À REVISTA CENARIUM, Christian Rocha fez uma análise sobre a postura do presidente da Fundação Palmares e criticou falta de ações quando acontecem crimes contra negros. Na avaliação do militante, Sérgio Camargo está digladiando com a comunidade negra, em geral, no Brasil, que por séculos sofreu com a escravidão e cujos reflexos desse período ainda permanecem na sociedade.
“As pessoas se revoltam contra o Holocausto ou quando falam alguma coisa contra os judeus, assim como eu me revolto, mas você já percebeu que não existe a mesma revolta quando alguém fala da comunidade negra? E o Sérgio Camargo se aproveita dessa sensação. Parece que todos têm uma autoridade, que todos têm uma carta-branca para matar negros e é esse ‘viralatismo’ que nos deixa tristes”, lamentou Rocha.
‘Mais uma vez’
Para o ativista do movimento negro e presidente da União de Negros pela Igualdade do Amazonas (Unegro-AM), Ruan Wendell, é inacreditável que falas como a de Sérgio Camargo, mais uma vez, sejam vistas e ouvidas. O militante afirma que as declarações do presidente da Fundação Palmares fortalecem as desigualdades sociais e o racismo no Brasil.
━━━━━━━━━━
**O que produzir**
Liste todas as pessoas mencionadas pelo nome no texto sobre as críticas ao presidente da Fundação Palmares. Estas linhas não têm relação com o texto.

[Entradas de dados salvas]
━━━━━━━━━━
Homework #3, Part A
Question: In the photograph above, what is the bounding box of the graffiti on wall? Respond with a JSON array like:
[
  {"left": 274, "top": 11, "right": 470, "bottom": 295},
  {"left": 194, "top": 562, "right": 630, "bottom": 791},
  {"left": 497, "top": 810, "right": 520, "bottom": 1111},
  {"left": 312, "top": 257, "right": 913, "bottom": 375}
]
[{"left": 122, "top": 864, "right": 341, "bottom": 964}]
━━━━━━━━━━
**Espaço da resposta**
Christian Rocha, Sérgio Camargo, Ruan Wendell